Written exercise A:
From the text on foreign income, extract the passage starting at "Unable to complete" and ending at "from foreign companies.", copying it word for word.
Written exercise B:
According to the text on foreign income, under what circumstances may a non-resident's foreign income become taxable in India?

Reading text:
— begin —
Unable to complete your ITR filing?
Quick answer
Foreign income of a person who is a non-resident for Indian income-tax purposes is generally not taxable in India when it accrues outside India and is first received outside India. However, it may become taxable if it is received in India, arises from an Indian source or is deemed by law to accrue or arise in India.
What is foreign income?
Foreign income generally means Income that accrues or arises outside India from a source situated outside India. Common examples include:
- Salary for employment services performed outside India.
- Interest earned on a bank account maintained outside India.
- Rent from property situated outside India.
- Dividends from foreign companies.
- Capital gains from foreign shares or overseas property.
- Income from a business or profession carried on outside India.
- Foreign pension, retirement or social-security income.
— end —
Given information:
— begin —
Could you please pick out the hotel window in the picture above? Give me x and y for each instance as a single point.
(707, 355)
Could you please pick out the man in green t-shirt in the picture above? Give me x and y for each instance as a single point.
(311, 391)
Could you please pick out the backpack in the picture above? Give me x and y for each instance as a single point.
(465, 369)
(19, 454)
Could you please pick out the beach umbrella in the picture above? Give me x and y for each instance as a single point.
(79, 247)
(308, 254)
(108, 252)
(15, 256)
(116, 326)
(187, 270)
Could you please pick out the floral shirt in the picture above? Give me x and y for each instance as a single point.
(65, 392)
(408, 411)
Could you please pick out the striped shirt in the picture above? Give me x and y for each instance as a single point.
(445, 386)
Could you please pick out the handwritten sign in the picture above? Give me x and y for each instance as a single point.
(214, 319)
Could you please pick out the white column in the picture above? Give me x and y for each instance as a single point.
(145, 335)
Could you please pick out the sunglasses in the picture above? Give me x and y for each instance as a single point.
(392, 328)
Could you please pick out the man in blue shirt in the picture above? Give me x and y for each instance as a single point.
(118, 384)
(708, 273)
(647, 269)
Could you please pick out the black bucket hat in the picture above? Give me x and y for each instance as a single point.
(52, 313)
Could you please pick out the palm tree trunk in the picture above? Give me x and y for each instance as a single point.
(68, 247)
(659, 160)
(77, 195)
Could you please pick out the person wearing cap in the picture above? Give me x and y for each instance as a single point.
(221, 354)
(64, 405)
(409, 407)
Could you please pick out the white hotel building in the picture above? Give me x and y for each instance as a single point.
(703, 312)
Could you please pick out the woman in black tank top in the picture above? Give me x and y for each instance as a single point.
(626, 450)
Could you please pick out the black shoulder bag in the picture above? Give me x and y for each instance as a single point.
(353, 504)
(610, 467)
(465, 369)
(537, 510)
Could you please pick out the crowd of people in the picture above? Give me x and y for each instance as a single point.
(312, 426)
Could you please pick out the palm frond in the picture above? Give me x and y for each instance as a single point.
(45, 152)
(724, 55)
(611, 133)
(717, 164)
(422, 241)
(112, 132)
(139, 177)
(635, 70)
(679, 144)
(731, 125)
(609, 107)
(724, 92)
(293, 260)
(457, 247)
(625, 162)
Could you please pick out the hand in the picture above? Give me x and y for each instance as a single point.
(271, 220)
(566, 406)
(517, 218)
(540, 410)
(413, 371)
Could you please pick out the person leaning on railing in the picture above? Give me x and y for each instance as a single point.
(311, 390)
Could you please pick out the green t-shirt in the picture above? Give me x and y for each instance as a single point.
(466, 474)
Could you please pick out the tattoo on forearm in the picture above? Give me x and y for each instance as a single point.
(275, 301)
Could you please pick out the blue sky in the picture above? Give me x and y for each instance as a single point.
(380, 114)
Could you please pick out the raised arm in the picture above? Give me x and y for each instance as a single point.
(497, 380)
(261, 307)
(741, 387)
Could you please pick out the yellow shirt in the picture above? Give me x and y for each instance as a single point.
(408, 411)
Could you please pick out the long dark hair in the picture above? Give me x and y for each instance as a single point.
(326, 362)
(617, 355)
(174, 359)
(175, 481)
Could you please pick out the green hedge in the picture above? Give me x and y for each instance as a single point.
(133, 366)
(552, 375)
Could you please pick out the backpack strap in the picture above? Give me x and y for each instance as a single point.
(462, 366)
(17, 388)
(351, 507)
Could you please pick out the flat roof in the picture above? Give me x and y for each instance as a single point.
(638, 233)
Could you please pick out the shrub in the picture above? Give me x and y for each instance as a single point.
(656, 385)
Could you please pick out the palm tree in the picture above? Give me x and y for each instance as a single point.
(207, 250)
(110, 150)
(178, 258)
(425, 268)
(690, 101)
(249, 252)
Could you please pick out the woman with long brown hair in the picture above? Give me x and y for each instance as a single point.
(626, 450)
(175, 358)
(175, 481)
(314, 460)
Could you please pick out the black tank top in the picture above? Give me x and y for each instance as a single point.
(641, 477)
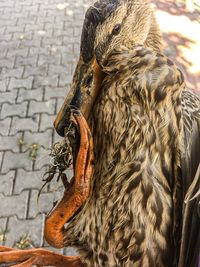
— end —
Task result A:
Unable to complete your ITR filing?
Quick answer
Foreign income of a person who is a non-resident for Indian income-tax purposes is generally not taxable in India when it accrues outside India and is first received outside India. However, it may become taxable if it is received in India, arises from an Indian source or is deemed by law to accrue or arise in India.
What is foreign income?
Foreign income generally means Income that accrues or arises outside India from a source situated outside India. Common examples include:
- Salary for employment services performed outside India.
- Interest earned on a bank account maintained outside India.
- Rent from property situated outside India.
- Dividends from foreign companies.

Task result B:
It may become taxable if it is received in India, arises from an Indian source, or is deemed by law to accrue or arise in India.